- Task statement: What you return must be the data below, word for word, without any images.

Dataset entries:
= Beginning of Section =
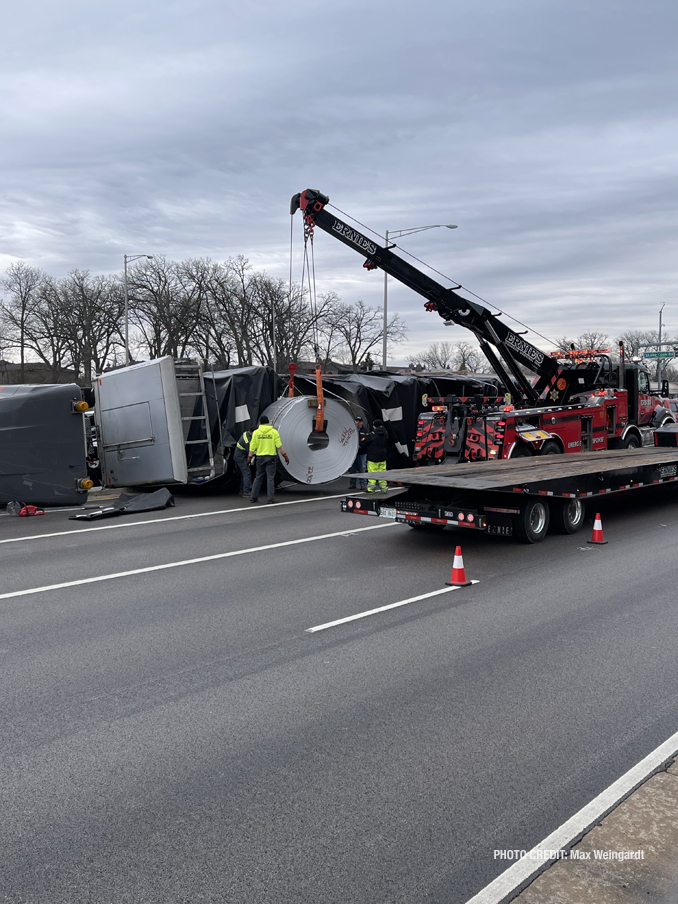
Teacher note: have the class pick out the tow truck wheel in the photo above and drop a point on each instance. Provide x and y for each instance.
(630, 442)
(521, 450)
(567, 516)
(533, 521)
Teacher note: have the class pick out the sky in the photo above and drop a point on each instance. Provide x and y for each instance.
(547, 130)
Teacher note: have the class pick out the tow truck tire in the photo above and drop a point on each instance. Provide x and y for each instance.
(521, 450)
(550, 448)
(630, 442)
(532, 522)
(567, 515)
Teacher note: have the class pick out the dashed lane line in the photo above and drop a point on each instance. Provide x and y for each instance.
(249, 508)
(412, 599)
(212, 558)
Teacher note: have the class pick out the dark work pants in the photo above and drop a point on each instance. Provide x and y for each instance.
(240, 459)
(266, 464)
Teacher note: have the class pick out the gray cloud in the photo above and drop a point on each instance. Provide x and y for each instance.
(546, 131)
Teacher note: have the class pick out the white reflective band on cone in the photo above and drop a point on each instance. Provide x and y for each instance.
(293, 419)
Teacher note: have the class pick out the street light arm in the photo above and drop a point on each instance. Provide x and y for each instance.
(400, 233)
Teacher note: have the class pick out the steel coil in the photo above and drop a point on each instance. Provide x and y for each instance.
(293, 419)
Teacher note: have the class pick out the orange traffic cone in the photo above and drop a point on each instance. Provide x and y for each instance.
(458, 578)
(598, 532)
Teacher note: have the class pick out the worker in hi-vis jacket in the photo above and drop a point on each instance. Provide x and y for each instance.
(240, 457)
(265, 444)
(376, 444)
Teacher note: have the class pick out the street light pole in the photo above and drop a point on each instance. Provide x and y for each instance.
(659, 360)
(399, 233)
(127, 258)
(384, 337)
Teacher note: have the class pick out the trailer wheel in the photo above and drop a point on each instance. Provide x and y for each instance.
(532, 522)
(550, 448)
(567, 516)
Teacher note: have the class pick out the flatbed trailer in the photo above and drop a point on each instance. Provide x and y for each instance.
(518, 498)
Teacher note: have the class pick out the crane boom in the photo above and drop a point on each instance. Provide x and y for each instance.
(505, 349)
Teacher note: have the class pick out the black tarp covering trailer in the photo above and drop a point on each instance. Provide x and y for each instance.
(43, 453)
(397, 399)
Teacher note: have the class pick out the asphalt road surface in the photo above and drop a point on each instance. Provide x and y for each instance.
(177, 735)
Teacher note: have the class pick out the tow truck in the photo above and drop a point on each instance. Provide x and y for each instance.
(576, 402)
(518, 498)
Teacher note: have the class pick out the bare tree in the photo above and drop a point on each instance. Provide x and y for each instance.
(462, 357)
(591, 340)
(360, 329)
(165, 306)
(91, 309)
(438, 356)
(22, 283)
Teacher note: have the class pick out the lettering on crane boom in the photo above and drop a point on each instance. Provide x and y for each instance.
(355, 237)
(524, 348)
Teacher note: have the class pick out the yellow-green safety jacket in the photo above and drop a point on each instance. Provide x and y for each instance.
(244, 442)
(265, 440)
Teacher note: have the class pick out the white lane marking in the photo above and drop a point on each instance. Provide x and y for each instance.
(220, 555)
(412, 599)
(249, 508)
(518, 876)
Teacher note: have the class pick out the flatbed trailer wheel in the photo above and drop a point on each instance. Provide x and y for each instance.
(533, 521)
(567, 515)
(550, 448)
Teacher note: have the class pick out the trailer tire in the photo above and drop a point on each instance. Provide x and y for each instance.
(567, 516)
(532, 522)
(550, 448)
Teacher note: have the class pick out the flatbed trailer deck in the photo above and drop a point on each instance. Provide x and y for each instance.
(516, 497)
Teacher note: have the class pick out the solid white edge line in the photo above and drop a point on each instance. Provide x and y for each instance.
(517, 877)
(412, 599)
(212, 558)
(248, 508)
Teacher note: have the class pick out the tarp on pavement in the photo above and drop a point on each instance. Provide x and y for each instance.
(129, 505)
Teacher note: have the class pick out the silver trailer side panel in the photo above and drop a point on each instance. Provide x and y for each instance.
(141, 438)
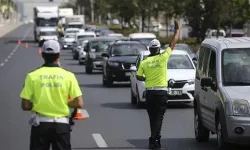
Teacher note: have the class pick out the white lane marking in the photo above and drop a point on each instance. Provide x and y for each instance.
(85, 113)
(99, 140)
(14, 50)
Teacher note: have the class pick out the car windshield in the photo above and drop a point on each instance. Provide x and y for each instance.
(178, 62)
(69, 36)
(72, 31)
(183, 47)
(99, 46)
(128, 49)
(84, 36)
(145, 41)
(236, 67)
(48, 33)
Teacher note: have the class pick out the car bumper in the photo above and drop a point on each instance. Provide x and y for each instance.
(120, 74)
(187, 94)
(233, 122)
= End of Section =
- Task result:
Teacher note: have the class pick out the tow truck wheel in the photo above and drop a point on each instance. Provide x and y for each instance.
(630, 442)
(521, 450)
(567, 516)
(533, 521)
Teacher note: have the class pick out the sky in the photo above and drop a point on each instance. Provide x and y for each instance.
(547, 130)
Teacher note: have the class pick out the tow truck tire in the photo above and drop a point on each instance. Provide x and y for each instance.
(521, 450)
(550, 448)
(630, 442)
(532, 522)
(567, 515)
Teacher note: have the class pick out the dashed lane line in the photo above and drop a point on each instance. Provide x and y for each instance.
(249, 508)
(412, 599)
(212, 558)
Teacher note: have the class pick out the dark work pants in the photo above and drop a point on each instance. Provide x and y for each instance.
(240, 459)
(266, 464)
Teacher note: have the class pick out the gray cloud in the photo above and drop a point on each instance. Provide x and y for each instance.
(546, 131)
Teacher note: have the class pick out the white reflective band on cone in the photo above and drop a point on each instance. Provide x and y for each instance.
(293, 419)
Teacher note: have the class pick out the street light arm in the photo above and drop a point on each instance. Provide x and y for each instance.
(400, 233)
Teacher note: have the class pick out the steel coil in the photo above and drop a point on each instance. Provide x and y for each instance.
(293, 419)
Teacher note: have the class pick out the orange traffic cone in the photo above and drop a point on each instance. Provide x and y for each instance.
(458, 578)
(598, 532)
Teacher note: have the class pick out the worker in hi-vis jacket in the photo above and drop a point on each instance. Provide x and y for each instance.
(240, 457)
(265, 444)
(376, 444)
Teacher note: have the class pick out the street light pole in the photo above and drop a point on each instance. Provide x and y for each instance.
(659, 360)
(399, 233)
(127, 258)
(384, 337)
Teacher note: have the class pick out the trailer wheel in the photo above and drop a point on each instance. Provide x and y for each instance.
(532, 522)
(550, 448)
(567, 516)
Teacher note: have the class pick out the flatbed trailer in the photo above and drop a point on each instance. Provide x and y for each instance.
(518, 498)
Teacher note: have the class pick out the crane boom in the photo above and drop a point on each instance. Provide x and y for each instance.
(505, 349)
Teacher note: have the class pick out the black tarp covering trailer in the photo above and drop a point on each instance. Provide x and y for each instance.
(43, 453)
(397, 399)
Teacher note: have the class pick out the asphalt road surface in the photo above and drop a point on each instance. Provide x and y for each instance.
(177, 735)
Teacher note: have the class pick out the tow truck in the photo above and drop a point on each instance. Provide x and y for each instance.
(576, 402)
(518, 498)
Teacher note: have the class pick out the bare tree in the photo above and drop a point on each instance. Provide x and y for each instance.
(462, 357)
(591, 340)
(360, 329)
(165, 306)
(91, 309)
(438, 356)
(22, 283)
Teacher note: have the class pick out the lettering on crane boom in the photo above and drop a point on each instance. Provide x and y for each instance.
(355, 237)
(524, 348)
Teacher note: have the class pick out the yellow-green safety jacket in the photo above and drop a point on each instance. Provide x and y for each instance.
(244, 442)
(265, 440)
Teacher note: have the class pick out the white lane marking in the photo above and drop a point on each instance. Provide x and y for each instance.
(220, 555)
(412, 599)
(249, 508)
(518, 876)
Teacher note: have the class pick out the flatbed trailer wheel in the photo above and drop a point on each instance. Provide x and y for each instance.
(533, 521)
(567, 515)
(550, 448)
Teacher note: have the class pick out the trailer tire in the photo above and drop a point on each instance. Provide x and y for each instance.
(567, 516)
(532, 522)
(550, 448)
Teacher note: have the class pick out the flatbed trailer deck in the photo above and drop a point on each instance. Provide x and y for each instance.
(516, 497)
Teacher note: have the class pick out the solid white edge line in the photo above and drop a point on each instance. Provide x and y for each instance.
(517, 877)
(412, 599)
(212, 558)
(248, 508)
Teacher note: have the class pick out the tarp on pavement in the photo above and drop a point on each instance. Provide x and y for each instance.
(129, 505)
Teacher note: have the class pick out the silver trailer side panel in the photo above and drop a point on each instance. Provide x and y for each instance.
(141, 438)
Teacher note: have the class pick out the white lane marking in the photo above and drop a point on each instance. Provide x and y for each instance.
(85, 113)
(99, 140)
(14, 50)
Teacher note: have the class pick out the car windshield in the photo above and drop a point on each instance. Provide x and y for each instance.
(178, 62)
(69, 36)
(72, 31)
(183, 47)
(99, 46)
(128, 49)
(84, 36)
(145, 41)
(236, 67)
(48, 33)
Teacher note: have the class pick out the car bumper in the photo above and drop a point on each instance. Provide x and y for each instance.
(120, 74)
(187, 94)
(233, 122)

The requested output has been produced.